Assigned task -
All lines from the one containing "Text: white window frame" to the final line of the material should be retyped exactly. Nothing else belongs in the response.

*** Begin section ***

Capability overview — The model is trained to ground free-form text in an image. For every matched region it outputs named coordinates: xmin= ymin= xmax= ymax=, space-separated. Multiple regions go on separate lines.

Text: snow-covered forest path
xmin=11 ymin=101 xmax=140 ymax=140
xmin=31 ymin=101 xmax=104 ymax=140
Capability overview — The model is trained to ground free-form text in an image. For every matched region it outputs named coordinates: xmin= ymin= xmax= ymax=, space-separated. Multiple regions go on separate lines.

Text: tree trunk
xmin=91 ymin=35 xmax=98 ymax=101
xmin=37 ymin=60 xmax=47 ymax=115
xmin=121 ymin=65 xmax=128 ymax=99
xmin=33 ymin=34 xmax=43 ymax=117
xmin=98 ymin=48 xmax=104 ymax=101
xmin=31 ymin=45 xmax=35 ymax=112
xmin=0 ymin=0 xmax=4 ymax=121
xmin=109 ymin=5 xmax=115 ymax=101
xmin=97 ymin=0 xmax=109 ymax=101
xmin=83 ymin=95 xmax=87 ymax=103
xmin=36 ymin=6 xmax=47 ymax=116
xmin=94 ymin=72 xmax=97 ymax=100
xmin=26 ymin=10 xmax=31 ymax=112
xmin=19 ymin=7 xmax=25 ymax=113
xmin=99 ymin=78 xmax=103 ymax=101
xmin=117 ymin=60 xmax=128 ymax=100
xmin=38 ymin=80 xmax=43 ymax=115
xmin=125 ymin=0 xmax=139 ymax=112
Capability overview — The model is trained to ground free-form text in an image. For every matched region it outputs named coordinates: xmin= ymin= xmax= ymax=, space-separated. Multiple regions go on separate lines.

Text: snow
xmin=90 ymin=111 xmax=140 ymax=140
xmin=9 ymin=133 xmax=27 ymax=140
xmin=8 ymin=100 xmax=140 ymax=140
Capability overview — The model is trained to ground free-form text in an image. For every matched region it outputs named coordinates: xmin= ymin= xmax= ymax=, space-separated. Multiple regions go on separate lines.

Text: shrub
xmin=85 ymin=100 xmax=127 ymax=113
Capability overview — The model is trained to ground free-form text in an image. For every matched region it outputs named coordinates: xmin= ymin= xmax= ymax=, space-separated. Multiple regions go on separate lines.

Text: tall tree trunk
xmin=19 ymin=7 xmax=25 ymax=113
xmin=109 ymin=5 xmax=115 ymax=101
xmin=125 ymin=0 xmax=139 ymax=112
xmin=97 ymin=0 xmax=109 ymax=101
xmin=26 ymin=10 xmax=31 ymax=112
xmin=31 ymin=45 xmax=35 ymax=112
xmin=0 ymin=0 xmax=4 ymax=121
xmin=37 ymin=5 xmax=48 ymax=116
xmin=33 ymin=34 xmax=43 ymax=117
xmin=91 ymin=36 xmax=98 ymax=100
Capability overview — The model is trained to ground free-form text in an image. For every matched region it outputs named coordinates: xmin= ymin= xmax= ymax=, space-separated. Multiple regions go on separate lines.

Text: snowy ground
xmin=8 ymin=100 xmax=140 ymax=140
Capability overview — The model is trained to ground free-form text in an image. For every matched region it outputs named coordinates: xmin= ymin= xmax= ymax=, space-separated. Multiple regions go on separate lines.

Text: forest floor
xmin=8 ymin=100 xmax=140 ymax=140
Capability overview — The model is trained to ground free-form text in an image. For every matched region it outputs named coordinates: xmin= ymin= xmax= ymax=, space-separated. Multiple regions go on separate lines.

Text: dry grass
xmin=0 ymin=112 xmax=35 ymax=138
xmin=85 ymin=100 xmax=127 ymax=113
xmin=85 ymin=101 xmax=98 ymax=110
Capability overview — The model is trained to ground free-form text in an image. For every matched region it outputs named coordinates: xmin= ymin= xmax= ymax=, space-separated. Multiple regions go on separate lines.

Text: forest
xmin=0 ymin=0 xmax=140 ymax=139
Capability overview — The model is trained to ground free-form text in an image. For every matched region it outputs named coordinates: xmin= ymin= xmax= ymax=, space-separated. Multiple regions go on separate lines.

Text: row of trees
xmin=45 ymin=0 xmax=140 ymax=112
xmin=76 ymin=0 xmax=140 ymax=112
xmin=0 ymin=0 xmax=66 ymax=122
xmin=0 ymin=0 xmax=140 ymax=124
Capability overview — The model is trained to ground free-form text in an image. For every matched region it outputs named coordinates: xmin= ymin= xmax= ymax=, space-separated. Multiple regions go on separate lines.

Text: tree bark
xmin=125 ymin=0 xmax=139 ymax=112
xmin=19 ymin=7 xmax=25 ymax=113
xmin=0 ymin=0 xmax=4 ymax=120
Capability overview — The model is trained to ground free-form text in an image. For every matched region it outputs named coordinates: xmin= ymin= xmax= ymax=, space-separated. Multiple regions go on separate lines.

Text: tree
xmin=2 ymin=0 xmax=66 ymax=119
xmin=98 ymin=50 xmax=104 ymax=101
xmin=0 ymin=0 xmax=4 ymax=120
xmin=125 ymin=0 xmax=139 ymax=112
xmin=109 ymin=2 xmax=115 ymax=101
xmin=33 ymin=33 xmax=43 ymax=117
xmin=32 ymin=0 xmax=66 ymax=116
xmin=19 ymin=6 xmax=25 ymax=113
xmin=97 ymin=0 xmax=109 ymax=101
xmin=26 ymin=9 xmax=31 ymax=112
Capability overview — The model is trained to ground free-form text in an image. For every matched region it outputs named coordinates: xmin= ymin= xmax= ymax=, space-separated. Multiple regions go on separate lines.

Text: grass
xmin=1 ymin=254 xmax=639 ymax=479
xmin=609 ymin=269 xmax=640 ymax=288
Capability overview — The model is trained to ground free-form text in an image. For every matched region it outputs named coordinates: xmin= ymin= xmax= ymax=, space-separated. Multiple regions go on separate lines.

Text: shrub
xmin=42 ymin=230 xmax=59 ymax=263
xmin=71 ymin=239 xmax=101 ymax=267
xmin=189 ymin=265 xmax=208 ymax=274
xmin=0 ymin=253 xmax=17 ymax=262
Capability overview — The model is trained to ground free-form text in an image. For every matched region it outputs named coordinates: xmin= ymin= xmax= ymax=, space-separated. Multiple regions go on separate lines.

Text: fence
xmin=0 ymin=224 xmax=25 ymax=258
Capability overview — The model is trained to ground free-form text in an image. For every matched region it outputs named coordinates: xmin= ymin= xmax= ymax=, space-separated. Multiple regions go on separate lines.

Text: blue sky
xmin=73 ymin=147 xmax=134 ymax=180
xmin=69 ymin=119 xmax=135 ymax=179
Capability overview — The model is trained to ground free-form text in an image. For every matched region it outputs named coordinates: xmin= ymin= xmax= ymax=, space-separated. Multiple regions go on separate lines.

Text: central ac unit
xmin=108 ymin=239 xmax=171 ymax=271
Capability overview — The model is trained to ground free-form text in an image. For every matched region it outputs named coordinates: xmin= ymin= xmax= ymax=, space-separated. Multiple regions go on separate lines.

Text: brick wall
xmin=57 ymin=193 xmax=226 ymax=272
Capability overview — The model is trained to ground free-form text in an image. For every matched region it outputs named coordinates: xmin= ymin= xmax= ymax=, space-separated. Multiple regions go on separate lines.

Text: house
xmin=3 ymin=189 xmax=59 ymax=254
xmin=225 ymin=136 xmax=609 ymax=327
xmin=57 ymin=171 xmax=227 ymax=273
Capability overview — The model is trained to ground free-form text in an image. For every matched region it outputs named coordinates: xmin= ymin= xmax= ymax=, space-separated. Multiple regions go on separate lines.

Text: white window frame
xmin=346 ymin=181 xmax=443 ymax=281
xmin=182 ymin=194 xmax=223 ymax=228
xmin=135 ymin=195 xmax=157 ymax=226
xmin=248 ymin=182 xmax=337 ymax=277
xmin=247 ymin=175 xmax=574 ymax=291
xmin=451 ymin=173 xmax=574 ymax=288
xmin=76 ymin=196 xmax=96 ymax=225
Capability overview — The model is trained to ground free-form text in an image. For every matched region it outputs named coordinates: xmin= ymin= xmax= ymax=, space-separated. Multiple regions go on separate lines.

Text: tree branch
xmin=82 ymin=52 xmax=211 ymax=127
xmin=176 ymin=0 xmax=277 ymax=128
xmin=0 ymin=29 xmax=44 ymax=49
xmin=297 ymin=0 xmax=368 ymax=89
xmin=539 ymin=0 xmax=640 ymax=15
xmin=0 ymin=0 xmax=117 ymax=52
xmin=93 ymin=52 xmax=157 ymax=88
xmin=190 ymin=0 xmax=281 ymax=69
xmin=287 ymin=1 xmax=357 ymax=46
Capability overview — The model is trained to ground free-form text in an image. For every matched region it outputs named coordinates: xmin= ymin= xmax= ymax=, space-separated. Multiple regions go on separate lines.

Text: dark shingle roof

*** End section ***

Written reply -
Text: white window frame
xmin=346 ymin=181 xmax=443 ymax=281
xmin=182 ymin=194 xmax=223 ymax=228
xmin=135 ymin=195 xmax=157 ymax=226
xmin=248 ymin=182 xmax=337 ymax=277
xmin=247 ymin=175 xmax=574 ymax=291
xmin=451 ymin=173 xmax=574 ymax=288
xmin=76 ymin=196 xmax=96 ymax=225
Capability overview — The model is trained to ground free-form text in an image. For every matched region it outputs named coordinates: xmin= ymin= xmax= ymax=, space-separated. Multiple regions go on separate lines.

Text: tree branch
xmin=82 ymin=52 xmax=211 ymax=127
xmin=176 ymin=0 xmax=277 ymax=128
xmin=0 ymin=29 xmax=44 ymax=49
xmin=297 ymin=0 xmax=368 ymax=89
xmin=539 ymin=0 xmax=640 ymax=15
xmin=0 ymin=0 xmax=117 ymax=52
xmin=93 ymin=52 xmax=157 ymax=88
xmin=190 ymin=0 xmax=281 ymax=69
xmin=287 ymin=1 xmax=357 ymax=46
Capability overview — The model is trained to ground free-form text in an image. For every matched region it outputs named coordinates: xmin= ymin= xmax= ymax=, space-separated. Multiple regions go on separate lines.

Text: dark shingle roof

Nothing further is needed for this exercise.